[Start]
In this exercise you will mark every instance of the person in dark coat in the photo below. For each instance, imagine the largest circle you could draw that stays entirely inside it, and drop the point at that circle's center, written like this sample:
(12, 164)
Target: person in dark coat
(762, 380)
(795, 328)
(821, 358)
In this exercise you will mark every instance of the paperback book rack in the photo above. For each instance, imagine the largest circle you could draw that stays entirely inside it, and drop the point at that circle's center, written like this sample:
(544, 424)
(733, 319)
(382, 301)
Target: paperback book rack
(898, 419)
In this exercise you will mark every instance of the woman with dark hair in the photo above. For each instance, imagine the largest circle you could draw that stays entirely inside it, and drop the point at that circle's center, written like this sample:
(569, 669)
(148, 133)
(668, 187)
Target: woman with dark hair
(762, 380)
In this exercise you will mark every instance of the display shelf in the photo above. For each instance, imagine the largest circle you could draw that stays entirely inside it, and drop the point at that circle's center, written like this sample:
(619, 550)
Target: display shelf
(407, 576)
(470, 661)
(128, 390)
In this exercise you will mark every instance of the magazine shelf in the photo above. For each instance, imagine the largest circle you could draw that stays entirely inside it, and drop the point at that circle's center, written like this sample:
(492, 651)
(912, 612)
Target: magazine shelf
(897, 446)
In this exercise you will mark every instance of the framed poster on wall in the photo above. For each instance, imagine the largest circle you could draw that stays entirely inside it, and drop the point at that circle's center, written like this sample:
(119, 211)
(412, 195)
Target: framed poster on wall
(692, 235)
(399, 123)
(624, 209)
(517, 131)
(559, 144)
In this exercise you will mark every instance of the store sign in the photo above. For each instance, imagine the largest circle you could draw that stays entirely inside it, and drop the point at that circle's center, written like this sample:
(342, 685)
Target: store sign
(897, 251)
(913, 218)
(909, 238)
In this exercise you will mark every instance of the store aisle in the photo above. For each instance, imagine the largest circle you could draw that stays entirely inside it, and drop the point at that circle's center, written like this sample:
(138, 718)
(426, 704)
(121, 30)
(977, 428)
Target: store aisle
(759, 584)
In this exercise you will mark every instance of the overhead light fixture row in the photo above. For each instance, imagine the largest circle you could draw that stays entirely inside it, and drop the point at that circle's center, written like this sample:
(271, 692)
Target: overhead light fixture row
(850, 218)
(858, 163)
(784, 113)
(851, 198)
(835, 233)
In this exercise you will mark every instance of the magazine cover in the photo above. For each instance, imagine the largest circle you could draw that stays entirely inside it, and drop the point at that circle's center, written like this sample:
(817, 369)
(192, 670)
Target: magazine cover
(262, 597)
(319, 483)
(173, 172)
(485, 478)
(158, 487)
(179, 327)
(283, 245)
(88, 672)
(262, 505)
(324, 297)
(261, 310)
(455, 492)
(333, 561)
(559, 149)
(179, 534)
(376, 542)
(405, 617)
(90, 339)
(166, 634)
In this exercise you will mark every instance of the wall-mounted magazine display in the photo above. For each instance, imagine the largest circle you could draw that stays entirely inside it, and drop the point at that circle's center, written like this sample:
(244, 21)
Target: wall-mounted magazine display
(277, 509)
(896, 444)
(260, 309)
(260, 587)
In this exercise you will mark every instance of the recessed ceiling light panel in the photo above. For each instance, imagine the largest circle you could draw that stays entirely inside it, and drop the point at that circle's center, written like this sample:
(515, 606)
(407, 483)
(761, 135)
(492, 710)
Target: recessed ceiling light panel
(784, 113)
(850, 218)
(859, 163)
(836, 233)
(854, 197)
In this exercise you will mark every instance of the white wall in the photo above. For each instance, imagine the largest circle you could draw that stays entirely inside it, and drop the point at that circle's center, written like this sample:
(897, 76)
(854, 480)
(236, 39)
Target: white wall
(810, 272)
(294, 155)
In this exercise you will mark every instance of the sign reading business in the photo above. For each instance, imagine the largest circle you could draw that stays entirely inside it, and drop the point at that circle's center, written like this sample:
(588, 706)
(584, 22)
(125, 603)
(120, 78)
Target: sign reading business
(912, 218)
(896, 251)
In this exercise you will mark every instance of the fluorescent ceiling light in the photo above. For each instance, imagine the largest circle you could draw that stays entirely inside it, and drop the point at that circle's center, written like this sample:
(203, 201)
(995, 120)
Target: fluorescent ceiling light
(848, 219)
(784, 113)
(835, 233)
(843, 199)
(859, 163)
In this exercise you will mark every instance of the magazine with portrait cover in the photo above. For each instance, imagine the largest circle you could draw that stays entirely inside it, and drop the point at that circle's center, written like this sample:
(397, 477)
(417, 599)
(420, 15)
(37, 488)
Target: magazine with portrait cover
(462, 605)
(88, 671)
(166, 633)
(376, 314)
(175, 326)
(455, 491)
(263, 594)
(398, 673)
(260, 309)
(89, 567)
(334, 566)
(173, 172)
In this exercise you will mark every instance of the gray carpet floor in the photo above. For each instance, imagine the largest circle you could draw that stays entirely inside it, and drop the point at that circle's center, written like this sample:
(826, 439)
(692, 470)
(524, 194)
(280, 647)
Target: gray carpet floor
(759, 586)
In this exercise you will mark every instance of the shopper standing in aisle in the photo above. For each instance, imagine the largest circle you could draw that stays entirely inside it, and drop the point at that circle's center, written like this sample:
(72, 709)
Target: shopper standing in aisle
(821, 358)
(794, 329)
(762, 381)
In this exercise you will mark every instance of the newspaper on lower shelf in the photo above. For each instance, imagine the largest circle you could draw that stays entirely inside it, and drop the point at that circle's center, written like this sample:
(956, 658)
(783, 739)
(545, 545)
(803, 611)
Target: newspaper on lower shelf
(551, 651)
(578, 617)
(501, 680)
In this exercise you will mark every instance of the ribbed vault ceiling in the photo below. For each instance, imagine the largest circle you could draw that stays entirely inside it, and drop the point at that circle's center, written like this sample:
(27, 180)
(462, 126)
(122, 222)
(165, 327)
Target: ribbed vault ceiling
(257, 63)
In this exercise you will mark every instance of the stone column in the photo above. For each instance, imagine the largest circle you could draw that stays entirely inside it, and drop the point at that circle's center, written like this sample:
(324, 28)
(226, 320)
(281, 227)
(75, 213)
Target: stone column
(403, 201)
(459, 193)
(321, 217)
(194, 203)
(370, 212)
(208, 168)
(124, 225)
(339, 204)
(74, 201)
[End]
#### Goal:
Rewrite the material from the line containing "In this exercise you will mark every instance of the newspaper" through the end, changing "stone column" to "stone pillar" and leaving everything else as it is.

#### Completed task:
In this exercise you will mark every instance of the newspaper on lower shelf in the photo above. For each instance, imagine the largest circle you could draw that stays entirely inside it, and drop the point at that circle's center, written like this sample:
(956, 658)
(783, 739)
(545, 545)
(803, 611)
Target: newspaper on lower shelf
(551, 651)
(578, 617)
(501, 680)
In this exercise you will mark every instance of the ribbed vault ceiling in the photo below. For each instance, imagine the largest circle you could draw that stays entirely inside it, and drop the point at that circle's center, written like this sample:
(27, 180)
(462, 126)
(122, 222)
(165, 327)
Target: ribbed vault ceiling
(257, 63)
In this exercise you will mark every instance of the stone pillar in the photo above. For each instance, imagine the largest circle you could draw that stays entirely inside it, and drop the point at that circle's center, written like this sample:
(324, 28)
(226, 320)
(281, 227)
(75, 213)
Target: stone pillar
(403, 201)
(459, 193)
(321, 217)
(194, 203)
(370, 212)
(208, 168)
(124, 225)
(339, 204)
(74, 201)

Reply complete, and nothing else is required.